DOCUMENT:
.....

Rice Vs UChicago

I’ve been accepted into both schools. I’ve already visited Rice and will visit UChicago soon.

I applied to rice for engineering, and to UChicago as a math major, but I’m hardly committed to either of these. I’ve narrowed down my career possibilities a little bit (something involving math and science), but I’m undecided beyond that. I’m not even sure if I want to go into academia or the professional world.

All that indecision would probably make it seem like UChicago would be a good place to go, but I’m concerned that, should I eventually discover that engineering is truly my thing, I’ll be stuck. From what I’ve heard, it is much easier to go from engineering to another field than to go from another field to engineering.

But I’m similarly worried that, if I attend Rice, I’ll lose the chance to be exposed to a variety of fields and inevitably end up at least doing something very close to engineering - something that UChicago might have been better for.

On the other hand, Rice is about $2k cheaper a year. I have family that live near Rice, which comforts my parents. And as far as I can tell, Rice is almost as good/as good as Chicago for most of the sciences.

(There was a similar thread posted a couple of years back but I wanted to see if the general consensus has changed^)

Despite what your parents may have told you, life is always a gamble. There is no perfect decision ex ante. Go visit both schools and see which one may fit you more. Then make a decision and don’t look back.

You are at a U of C thread. Of course you should expect a U of C bias in this forum: I would say unless you plan to work in the Texas area or in hard core engineering, go with U of C.

.....

STATED GOAL A:
Answer these from the forum thread:
(i) What field did the poster apply to at Rice?
(ii) About how much cheaper per year is Rice?
(iii) Which of the two schools has the poster already visited?
The rows that follow are unrelated to the forum thread.

Stored records:
.....

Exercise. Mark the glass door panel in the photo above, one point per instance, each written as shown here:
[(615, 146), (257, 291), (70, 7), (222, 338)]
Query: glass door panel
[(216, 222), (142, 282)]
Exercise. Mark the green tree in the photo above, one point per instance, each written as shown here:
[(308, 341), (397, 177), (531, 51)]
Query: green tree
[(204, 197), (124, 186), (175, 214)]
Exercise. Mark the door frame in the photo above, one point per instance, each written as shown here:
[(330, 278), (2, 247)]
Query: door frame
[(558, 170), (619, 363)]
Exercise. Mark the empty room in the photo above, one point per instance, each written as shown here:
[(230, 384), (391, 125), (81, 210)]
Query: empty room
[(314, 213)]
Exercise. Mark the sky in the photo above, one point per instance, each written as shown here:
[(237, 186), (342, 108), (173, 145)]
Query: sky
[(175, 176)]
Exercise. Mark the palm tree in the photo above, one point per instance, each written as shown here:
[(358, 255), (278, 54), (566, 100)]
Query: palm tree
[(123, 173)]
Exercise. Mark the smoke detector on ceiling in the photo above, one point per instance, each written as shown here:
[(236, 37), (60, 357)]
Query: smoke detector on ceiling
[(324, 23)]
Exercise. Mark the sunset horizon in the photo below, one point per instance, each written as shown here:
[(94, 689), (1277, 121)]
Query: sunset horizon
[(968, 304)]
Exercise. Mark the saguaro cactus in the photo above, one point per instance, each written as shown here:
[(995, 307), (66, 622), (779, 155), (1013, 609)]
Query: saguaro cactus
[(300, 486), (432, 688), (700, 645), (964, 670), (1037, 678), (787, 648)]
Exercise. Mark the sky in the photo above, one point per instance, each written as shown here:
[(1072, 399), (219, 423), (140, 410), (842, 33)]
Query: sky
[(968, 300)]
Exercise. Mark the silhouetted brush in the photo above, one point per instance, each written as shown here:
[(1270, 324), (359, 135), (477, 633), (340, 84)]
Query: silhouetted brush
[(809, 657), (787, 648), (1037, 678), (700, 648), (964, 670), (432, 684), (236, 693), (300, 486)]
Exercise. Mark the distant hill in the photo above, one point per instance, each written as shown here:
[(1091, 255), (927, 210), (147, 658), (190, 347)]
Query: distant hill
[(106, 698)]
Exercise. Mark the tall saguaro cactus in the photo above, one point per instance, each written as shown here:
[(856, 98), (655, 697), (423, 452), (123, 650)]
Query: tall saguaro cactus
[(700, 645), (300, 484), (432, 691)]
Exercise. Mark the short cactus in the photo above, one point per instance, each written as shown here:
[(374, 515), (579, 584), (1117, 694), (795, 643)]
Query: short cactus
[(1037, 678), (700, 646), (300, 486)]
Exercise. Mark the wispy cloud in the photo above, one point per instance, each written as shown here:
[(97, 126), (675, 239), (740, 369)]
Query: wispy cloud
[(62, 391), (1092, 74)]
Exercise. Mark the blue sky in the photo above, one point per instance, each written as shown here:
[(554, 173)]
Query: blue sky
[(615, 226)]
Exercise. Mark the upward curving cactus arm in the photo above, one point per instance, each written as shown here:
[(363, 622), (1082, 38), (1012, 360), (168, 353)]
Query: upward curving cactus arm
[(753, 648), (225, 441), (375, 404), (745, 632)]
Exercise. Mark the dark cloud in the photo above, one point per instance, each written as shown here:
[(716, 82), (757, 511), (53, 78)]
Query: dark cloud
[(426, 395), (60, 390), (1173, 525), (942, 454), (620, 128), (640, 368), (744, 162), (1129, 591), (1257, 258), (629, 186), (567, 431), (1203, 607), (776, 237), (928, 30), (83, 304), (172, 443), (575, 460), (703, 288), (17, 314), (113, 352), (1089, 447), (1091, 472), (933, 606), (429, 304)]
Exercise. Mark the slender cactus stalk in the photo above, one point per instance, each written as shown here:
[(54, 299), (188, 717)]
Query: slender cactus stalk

.....

STATED GOAL B: Please print the stored rows starting at the line that contains "Exercise. Mark the blue" and ending at the line that contains "[(753, 648), (225, 441), (375, 404), (745, 632)]", copying them exactly.

RIGHT ANSWER A:
(i) Engineering
(ii) About $2k
(iii) Rice

RIGHT ANSWER B:
Exercise. Mark the blue sky in the photo above, one point per instance, each written as shown here:
[(554, 173)]
Query: blue sky
[(615, 226)]
Exercise. Mark the upward curving cactus arm in the photo above, one point per instance, each written as shown here:
[(363, 622), (1082, 38), (1012, 360), (168, 353)]
Query: upward curving cactus arm
[(753, 648), (225, 441), (375, 404), (745, 632)]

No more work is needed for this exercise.